EXERCISE GOAL
Could you please write out the data shown below, exactly and in full?

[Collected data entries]
((

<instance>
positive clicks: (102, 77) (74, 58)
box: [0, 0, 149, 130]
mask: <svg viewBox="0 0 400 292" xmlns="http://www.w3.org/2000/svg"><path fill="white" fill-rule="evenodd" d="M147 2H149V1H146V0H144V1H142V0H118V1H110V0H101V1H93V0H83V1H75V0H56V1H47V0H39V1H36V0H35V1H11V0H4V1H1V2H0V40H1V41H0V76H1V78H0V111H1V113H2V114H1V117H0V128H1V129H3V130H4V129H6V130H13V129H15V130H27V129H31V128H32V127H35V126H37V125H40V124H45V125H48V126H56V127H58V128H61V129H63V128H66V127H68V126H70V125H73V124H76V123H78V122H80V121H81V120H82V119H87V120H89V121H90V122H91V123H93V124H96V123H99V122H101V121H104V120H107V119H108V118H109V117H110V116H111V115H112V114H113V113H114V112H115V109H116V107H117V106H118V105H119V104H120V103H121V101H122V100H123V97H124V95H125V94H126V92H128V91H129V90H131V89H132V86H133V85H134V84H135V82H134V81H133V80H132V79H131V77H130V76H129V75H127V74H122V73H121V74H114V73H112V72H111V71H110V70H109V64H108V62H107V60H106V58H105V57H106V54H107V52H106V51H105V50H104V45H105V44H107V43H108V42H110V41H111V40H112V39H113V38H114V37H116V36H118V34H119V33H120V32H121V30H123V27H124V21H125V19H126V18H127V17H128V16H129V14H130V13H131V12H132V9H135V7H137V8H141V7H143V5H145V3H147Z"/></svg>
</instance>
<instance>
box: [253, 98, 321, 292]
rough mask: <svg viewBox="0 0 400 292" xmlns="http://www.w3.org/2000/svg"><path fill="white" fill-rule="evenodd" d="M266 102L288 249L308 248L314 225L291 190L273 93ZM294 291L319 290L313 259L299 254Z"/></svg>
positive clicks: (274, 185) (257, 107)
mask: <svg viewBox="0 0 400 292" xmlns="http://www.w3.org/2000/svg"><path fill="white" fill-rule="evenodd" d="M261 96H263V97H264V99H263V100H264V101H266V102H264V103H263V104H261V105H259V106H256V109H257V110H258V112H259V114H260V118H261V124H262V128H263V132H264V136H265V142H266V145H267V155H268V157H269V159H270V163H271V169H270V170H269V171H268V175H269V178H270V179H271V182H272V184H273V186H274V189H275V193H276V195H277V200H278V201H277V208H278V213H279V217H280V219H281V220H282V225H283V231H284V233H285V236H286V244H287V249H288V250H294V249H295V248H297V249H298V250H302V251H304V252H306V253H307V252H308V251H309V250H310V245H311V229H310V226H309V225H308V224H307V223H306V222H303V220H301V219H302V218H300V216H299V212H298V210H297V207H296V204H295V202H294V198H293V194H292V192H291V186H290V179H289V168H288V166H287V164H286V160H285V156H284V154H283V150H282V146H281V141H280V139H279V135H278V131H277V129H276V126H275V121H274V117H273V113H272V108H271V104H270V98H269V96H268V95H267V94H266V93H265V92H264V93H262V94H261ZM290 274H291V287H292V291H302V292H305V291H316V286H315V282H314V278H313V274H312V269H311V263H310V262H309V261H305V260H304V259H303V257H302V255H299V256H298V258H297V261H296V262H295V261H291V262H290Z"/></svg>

))

ANSWER AREA
<instance>
positive clicks: (102, 77) (74, 58)
box: [0, 0, 149, 130]
mask: <svg viewBox="0 0 400 292" xmlns="http://www.w3.org/2000/svg"><path fill="white" fill-rule="evenodd" d="M147 2H149V1H146V0H144V1H142V0H118V1H110V0H101V1H93V0H83V1H75V0H56V1H47V0H39V1H36V0H35V1H11V0H4V1H1V2H0V40H1V41H0V76H1V78H0V111H1V113H2V114H1V117H0V128H1V129H3V130H4V129H6V130H13V129H15V130H27V129H31V128H32V127H35V126H37V125H40V124H45V125H48V126H56V127H58V128H61V129H63V128H66V127H68V126H70V125H73V124H76V123H78V122H80V121H81V120H82V119H87V120H89V121H90V122H91V123H93V124H96V123H99V122H101V121H104V120H107V119H108V118H109V117H110V116H111V115H112V114H113V113H114V112H115V109H116V107H117V106H118V105H119V104H120V103H121V101H122V100H123V97H124V95H125V94H126V92H128V91H129V90H131V89H132V86H133V85H134V84H135V82H134V81H133V80H132V79H131V77H130V76H129V75H127V74H122V73H121V74H114V73H112V72H111V71H110V70H109V64H108V62H107V60H106V58H105V57H106V54H107V52H106V51H105V50H104V45H105V44H107V43H108V42H110V41H111V40H112V39H113V38H114V37H116V36H118V34H119V33H120V32H121V30H123V27H124V21H125V19H126V18H127V17H128V16H129V14H130V13H131V12H132V9H135V7H137V8H141V7H143V5H145V3H147Z"/></svg>
</instance>
<instance>
box: [253, 98, 321, 292]
rough mask: <svg viewBox="0 0 400 292" xmlns="http://www.w3.org/2000/svg"><path fill="white" fill-rule="evenodd" d="M266 102L288 249L308 248L314 225L291 190L273 93ZM294 291L319 290L313 259L299 254Z"/></svg>
positive clicks: (274, 185) (257, 107)
mask: <svg viewBox="0 0 400 292" xmlns="http://www.w3.org/2000/svg"><path fill="white" fill-rule="evenodd" d="M261 96H263V97H264V99H263V100H264V101H266V102H264V103H263V104H261V105H259V106H256V109H257V110H258V112H259V114H260V118H261V124H262V128H263V132H264V136H265V142H266V145H267V155H268V157H269V159H270V163H271V169H270V170H269V171H268V175H269V178H270V179H271V182H272V184H273V186H274V189H275V193H276V195H277V200H278V201H277V208H278V213H279V217H280V219H281V220H282V225H283V231H284V233H285V236H286V244H287V249H288V250H294V249H295V248H297V249H298V250H302V251H304V252H306V253H307V252H308V251H309V250H310V245H311V229H310V226H309V225H308V224H307V223H306V222H303V220H301V219H302V218H300V216H299V212H298V210H297V207H296V204H295V202H294V198H293V194H292V192H291V186H290V179H289V168H288V166H287V164H286V160H285V156H284V154H283V150H282V146H281V141H280V139H279V135H278V131H277V129H276V126H275V121H274V117H273V113H272V108H271V104H270V98H269V96H268V95H267V94H266V93H265V92H264V93H262V94H261ZM290 274H291V287H292V291H302V292H305V291H316V286H315V282H314V278H313V274H312V269H311V263H310V262H309V261H305V260H304V259H303V257H302V255H299V256H298V258H297V261H296V262H295V261H291V262H290Z"/></svg>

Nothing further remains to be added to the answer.